Required task: Show every line of the records below that contains the word "green", copying each one in full.

Excerpts from a pointing dataset:

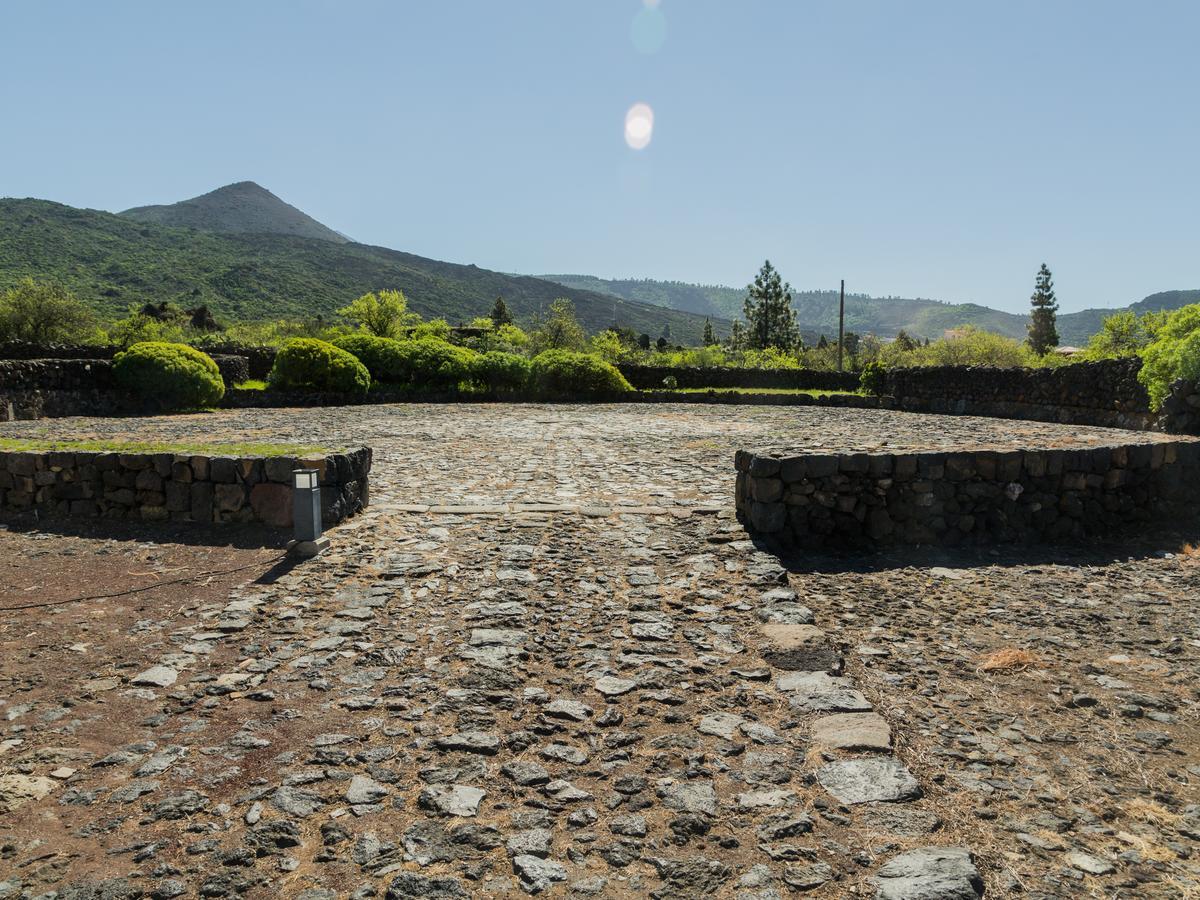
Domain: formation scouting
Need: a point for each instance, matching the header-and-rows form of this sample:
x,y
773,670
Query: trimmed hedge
x,y
501,372
567,375
306,364
173,376
378,354
432,363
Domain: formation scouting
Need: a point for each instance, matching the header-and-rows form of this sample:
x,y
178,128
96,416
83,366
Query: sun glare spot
x,y
639,126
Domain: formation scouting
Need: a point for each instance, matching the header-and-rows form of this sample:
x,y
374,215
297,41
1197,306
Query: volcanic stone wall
x,y
651,377
976,497
183,487
1104,393
55,388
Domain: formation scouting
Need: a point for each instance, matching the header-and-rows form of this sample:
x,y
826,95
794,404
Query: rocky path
x,y
546,660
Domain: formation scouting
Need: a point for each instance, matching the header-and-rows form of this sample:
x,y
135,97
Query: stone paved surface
x,y
546,660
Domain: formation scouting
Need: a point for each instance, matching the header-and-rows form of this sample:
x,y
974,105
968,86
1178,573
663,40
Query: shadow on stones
x,y
1151,543
241,537
279,570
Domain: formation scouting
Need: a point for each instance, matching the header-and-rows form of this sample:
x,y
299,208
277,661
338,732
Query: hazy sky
x,y
912,148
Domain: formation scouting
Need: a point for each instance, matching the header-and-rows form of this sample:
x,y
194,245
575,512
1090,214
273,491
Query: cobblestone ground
x,y
547,660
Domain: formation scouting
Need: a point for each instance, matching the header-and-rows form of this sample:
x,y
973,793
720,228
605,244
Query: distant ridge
x,y
241,208
885,317
121,262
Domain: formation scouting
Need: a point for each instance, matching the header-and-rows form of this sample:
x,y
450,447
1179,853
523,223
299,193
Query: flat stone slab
x,y
852,731
929,874
798,648
852,781
821,693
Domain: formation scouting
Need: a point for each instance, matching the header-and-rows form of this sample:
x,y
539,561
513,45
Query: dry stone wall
x,y
181,487
57,388
953,498
1104,393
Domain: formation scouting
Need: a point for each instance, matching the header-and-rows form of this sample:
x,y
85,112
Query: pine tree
x,y
501,315
1043,318
737,336
768,311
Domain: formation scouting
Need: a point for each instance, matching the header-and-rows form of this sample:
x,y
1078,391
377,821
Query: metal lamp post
x,y
306,514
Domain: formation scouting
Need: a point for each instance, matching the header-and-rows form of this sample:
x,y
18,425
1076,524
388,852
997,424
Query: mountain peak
x,y
240,208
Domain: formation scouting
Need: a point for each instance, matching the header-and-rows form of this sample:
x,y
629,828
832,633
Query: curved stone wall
x,y
975,497
181,487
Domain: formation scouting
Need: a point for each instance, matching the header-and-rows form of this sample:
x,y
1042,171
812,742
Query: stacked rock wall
x,y
184,487
651,378
976,497
55,388
1104,393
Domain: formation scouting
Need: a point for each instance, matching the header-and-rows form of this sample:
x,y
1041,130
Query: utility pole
x,y
841,321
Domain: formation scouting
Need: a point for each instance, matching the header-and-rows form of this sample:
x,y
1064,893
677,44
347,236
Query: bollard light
x,y
306,514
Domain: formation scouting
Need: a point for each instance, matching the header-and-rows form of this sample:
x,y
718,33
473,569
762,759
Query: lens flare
x,y
639,126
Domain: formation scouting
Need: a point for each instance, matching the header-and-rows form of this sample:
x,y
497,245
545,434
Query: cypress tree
x,y
1043,317
501,315
769,316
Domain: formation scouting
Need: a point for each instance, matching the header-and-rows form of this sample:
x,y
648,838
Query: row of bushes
x,y
180,377
352,364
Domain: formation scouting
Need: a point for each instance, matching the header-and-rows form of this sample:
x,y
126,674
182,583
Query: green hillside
x,y
238,209
114,262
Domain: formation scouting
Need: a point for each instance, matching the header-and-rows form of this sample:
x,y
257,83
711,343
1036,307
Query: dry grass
x,y
1009,659
1152,814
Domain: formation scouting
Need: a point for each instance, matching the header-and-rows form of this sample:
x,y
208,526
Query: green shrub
x,y
1174,354
565,375
432,363
873,378
501,372
306,364
173,375
378,354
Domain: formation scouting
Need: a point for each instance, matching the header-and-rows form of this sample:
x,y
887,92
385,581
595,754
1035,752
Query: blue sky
x,y
912,148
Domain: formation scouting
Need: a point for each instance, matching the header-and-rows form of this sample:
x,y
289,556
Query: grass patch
x,y
42,445
1009,659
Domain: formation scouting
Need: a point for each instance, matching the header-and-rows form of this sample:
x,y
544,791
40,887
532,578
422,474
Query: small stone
x,y
1090,864
765,799
156,677
537,874
690,797
929,874
723,725
533,841
525,773
855,781
799,648
568,709
365,790
613,687
852,731
453,801
18,790
472,742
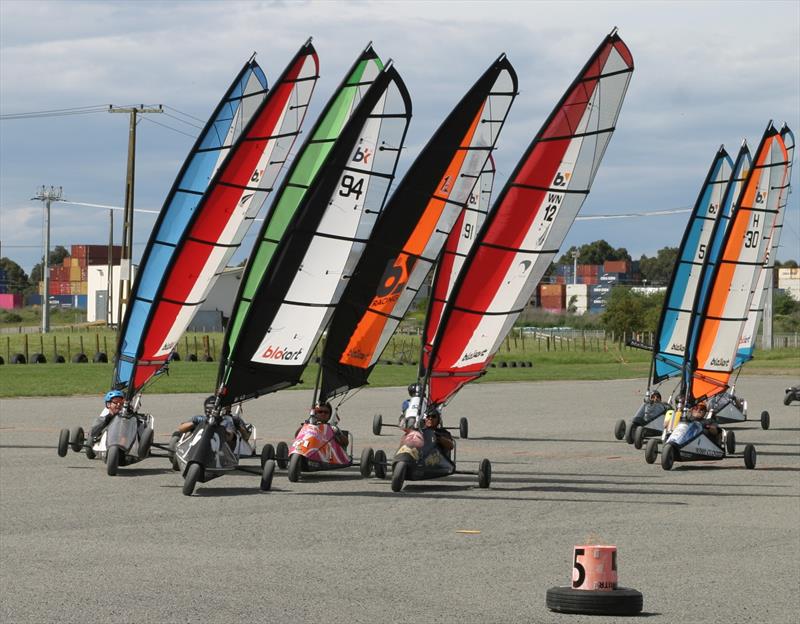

Completed exercise:
Query: green hillside
Query: green shrub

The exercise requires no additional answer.